-- START Source --

Radial acceleration for spherically symmetric systems in GR

In summary, the conversation was about modified gravity theories and their use in understanding galaxies with no dark matter. The author used four theories and provided a radial acceleration relation for each. The results were compared with those of GR, but the individual was looking for a single equation for the acceleration in GR for spherically symmetric systems. It was suggested to consult the books "Gravitation" and "Gravity: An Introduction to Einstein's General Relativity" as well as the website Hyperphysics for possible resources.

-- END Source --

(Short problem A): In the summary on radial acceleration in GR, transcribe the part that opens with the words "In summary, the" and closes with "for possible resources.".
(Short problem B): According to the summary on radial acceleration in GR, how many modified gravity theories did the author use?
(Short problem C): Write the next part of the summary on radial acceleration in GR, picking up after its last sentence.
You won't need the records.

-- START Raw records --

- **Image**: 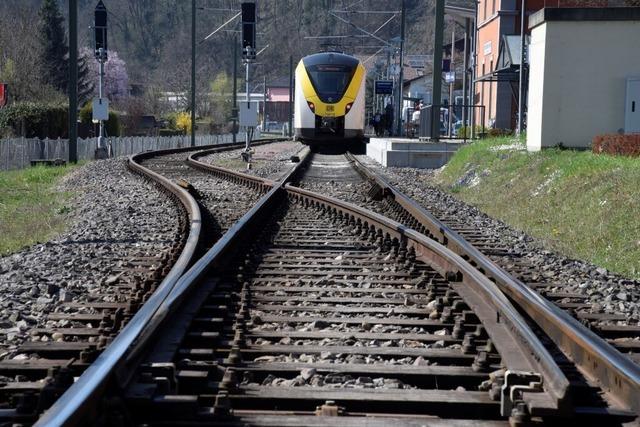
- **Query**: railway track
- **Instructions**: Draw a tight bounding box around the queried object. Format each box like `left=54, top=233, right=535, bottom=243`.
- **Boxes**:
left=301, top=154, right=639, bottom=418
left=0, top=140, right=288, bottom=424
left=11, top=145, right=638, bottom=426
left=350, top=157, right=640, bottom=354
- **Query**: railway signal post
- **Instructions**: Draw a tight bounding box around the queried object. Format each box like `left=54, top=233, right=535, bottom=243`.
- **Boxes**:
left=240, top=1, right=257, bottom=169
left=93, top=0, right=109, bottom=159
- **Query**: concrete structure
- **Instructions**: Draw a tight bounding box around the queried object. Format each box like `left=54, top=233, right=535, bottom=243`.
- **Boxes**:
left=367, top=138, right=462, bottom=169
left=527, top=7, right=640, bottom=150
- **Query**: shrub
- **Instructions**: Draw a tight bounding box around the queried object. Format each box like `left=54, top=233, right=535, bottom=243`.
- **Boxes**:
left=176, top=113, right=191, bottom=134
left=457, top=125, right=488, bottom=138
left=487, top=128, right=513, bottom=138
left=158, top=129, right=184, bottom=136
left=591, top=134, right=640, bottom=157
left=0, top=102, right=69, bottom=139
left=80, top=102, right=121, bottom=136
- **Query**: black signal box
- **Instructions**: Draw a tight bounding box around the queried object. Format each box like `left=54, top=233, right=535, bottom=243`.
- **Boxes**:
left=94, top=0, right=107, bottom=56
left=242, top=2, right=256, bottom=52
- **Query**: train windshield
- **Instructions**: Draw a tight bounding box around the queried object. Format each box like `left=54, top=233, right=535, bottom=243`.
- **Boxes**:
left=307, top=64, right=355, bottom=103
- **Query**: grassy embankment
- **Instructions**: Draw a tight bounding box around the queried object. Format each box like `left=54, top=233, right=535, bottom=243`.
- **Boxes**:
left=0, top=166, right=77, bottom=256
left=437, top=135, right=640, bottom=279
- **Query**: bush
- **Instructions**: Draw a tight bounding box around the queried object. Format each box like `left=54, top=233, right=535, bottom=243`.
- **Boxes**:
left=487, top=128, right=513, bottom=138
left=457, top=125, right=488, bottom=138
left=80, top=102, right=122, bottom=136
left=0, top=102, right=69, bottom=139
left=591, top=134, right=640, bottom=157
left=158, top=129, right=184, bottom=136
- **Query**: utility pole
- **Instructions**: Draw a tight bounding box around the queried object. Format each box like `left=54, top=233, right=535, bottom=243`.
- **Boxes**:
left=289, top=56, right=294, bottom=138
left=396, top=0, right=406, bottom=136
left=69, top=0, right=78, bottom=163
left=231, top=34, right=238, bottom=144
left=431, top=0, right=444, bottom=141
left=447, top=22, right=456, bottom=137
left=93, top=0, right=109, bottom=159
left=518, top=0, right=527, bottom=135
left=191, top=0, right=196, bottom=147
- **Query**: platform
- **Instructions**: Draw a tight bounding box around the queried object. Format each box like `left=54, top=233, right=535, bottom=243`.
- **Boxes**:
left=367, top=138, right=463, bottom=169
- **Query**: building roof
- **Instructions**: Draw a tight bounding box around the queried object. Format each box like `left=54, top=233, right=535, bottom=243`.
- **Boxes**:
left=444, top=0, right=476, bottom=25
left=529, top=7, right=640, bottom=29
left=267, top=76, right=289, bottom=88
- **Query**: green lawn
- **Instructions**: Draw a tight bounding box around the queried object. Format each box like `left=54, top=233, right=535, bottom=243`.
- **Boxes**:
left=0, top=166, right=77, bottom=256
left=438, top=138, right=640, bottom=278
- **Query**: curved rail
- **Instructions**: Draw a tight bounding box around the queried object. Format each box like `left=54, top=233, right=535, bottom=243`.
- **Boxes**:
left=35, top=139, right=292, bottom=426
left=349, top=155, right=640, bottom=413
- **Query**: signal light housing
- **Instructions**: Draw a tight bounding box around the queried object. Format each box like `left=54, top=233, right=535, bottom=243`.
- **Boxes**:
left=345, top=102, right=353, bottom=114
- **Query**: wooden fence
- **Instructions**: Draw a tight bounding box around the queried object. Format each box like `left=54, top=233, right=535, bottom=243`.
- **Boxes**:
left=0, top=133, right=245, bottom=170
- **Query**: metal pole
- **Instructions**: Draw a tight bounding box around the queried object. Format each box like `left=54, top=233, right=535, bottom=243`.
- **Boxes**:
left=244, top=60, right=251, bottom=151
left=469, top=2, right=482, bottom=139
left=289, top=56, right=294, bottom=138
left=69, top=0, right=78, bottom=163
left=191, top=0, right=196, bottom=147
left=431, top=0, right=444, bottom=141
left=262, top=74, right=267, bottom=132
left=462, top=18, right=471, bottom=139
left=518, top=0, right=527, bottom=135
left=396, top=0, right=407, bottom=136
left=232, top=35, right=238, bottom=144
left=98, top=53, right=106, bottom=152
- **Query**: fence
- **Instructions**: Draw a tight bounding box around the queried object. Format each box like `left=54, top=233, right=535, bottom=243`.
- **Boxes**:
left=0, top=133, right=245, bottom=170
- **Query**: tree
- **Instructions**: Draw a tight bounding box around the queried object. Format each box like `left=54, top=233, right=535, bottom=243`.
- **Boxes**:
left=80, top=47, right=129, bottom=102
left=211, top=71, right=233, bottom=125
left=38, top=0, right=93, bottom=103
left=38, top=0, right=69, bottom=93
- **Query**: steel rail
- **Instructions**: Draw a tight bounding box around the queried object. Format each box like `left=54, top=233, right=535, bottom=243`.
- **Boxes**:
left=348, top=155, right=640, bottom=414
left=35, top=138, right=292, bottom=426
left=285, top=184, right=571, bottom=415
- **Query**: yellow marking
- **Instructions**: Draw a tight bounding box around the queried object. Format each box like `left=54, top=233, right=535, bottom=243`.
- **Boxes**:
left=296, top=61, right=366, bottom=117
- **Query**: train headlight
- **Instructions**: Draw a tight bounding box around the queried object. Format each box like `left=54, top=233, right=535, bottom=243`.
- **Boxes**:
left=345, top=102, right=353, bottom=114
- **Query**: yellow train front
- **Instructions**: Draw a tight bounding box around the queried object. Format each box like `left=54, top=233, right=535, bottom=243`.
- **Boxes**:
left=294, top=52, right=366, bottom=146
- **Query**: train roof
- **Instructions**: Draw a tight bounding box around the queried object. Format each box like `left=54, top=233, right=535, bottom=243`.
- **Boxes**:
left=302, top=52, right=360, bottom=68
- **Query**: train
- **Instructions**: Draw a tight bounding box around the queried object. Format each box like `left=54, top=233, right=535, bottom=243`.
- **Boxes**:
left=294, top=52, right=367, bottom=147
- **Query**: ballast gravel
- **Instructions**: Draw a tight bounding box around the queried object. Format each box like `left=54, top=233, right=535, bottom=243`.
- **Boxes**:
left=199, top=141, right=304, bottom=180
left=359, top=156, right=640, bottom=325
left=0, top=159, right=185, bottom=358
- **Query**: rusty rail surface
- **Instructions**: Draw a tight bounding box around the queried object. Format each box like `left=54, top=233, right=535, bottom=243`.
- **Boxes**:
left=348, top=155, right=640, bottom=414
left=285, top=185, right=571, bottom=416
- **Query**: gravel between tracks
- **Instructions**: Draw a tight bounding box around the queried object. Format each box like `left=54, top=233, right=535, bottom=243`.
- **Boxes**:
left=359, top=156, right=640, bottom=324
left=143, top=152, right=262, bottom=244
left=0, top=159, right=182, bottom=358
left=199, top=141, right=304, bottom=180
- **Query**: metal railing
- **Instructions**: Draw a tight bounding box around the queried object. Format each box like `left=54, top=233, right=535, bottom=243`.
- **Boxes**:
left=0, top=134, right=250, bottom=170
left=418, top=105, right=487, bottom=141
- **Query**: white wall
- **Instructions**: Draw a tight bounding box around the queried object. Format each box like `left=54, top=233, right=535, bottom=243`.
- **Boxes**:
left=527, top=21, right=640, bottom=151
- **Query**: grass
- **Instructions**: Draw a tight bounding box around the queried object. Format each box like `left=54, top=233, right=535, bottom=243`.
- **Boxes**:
left=0, top=166, right=77, bottom=256
left=438, top=138, right=640, bottom=279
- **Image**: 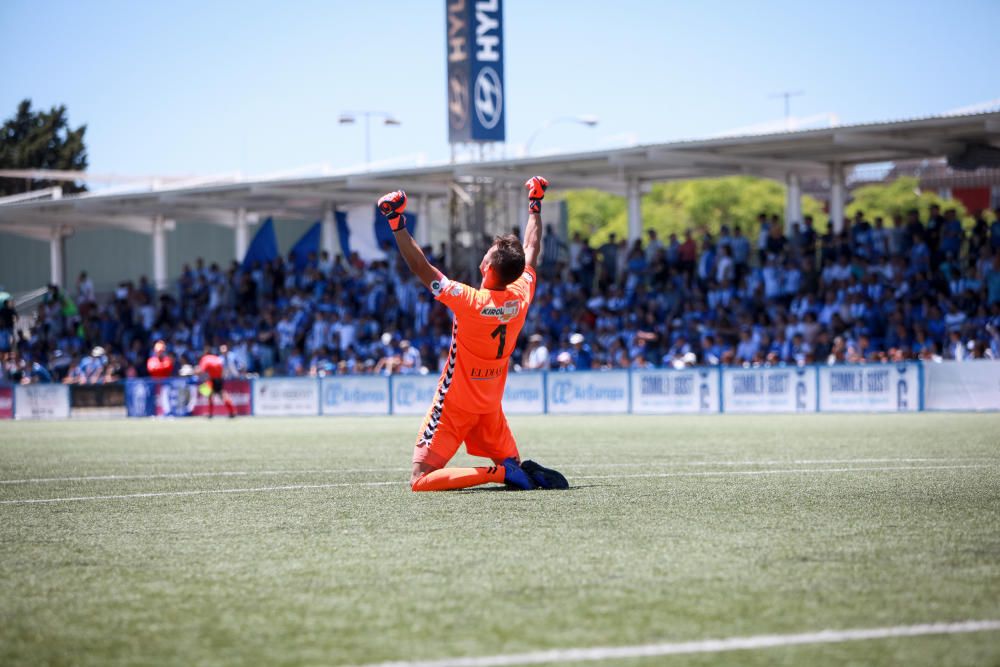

-- END Raw records --

(Exercise response A):
In summary, the conversation was about modified gravity theories and their use in understanding galaxies with no dark matter. The author used four theories and provided a radial acceleration relation for each. The results were compared with those of GR, but the individual was looking for a single equation for the acceleration in GR for spherically symmetric systems. It was suggested to consult the books "Gravitation" and "Gravity: An Introduction to Einstein's General Relativity" as well as the website Hyperphysics for possible resources.

(Exercise response B): Four.

(Exercise response C):
  • #1
FluteGuy
1
0
Hello, I was reading few papers discussing modified gravity theories and their use in understanding galaxies with no dark matter by checking for anomalous velocity dispersion. Now, the author was using 4 gravity theories MOND, Weyl, MOG and Emergent gravity. The thing is he had provided the radial acceleration relation that he had used for all of them. After finding the result, he had plotted it along with GR (for no dark matter) as well. Now, I have been looking for resources to get a single radial acceleration relation in GR for spherically symmetric system. All I could find was a set of equations in different book. If you know some literature with that, do tell me. I am trying to reproduce the results of that paper myself. Thank you.

Paper: [1908.07160] Modified Gravity Theories in Light of the Anomalous Velocity Dispersion of NGC1052-DF2 (arxiv.org)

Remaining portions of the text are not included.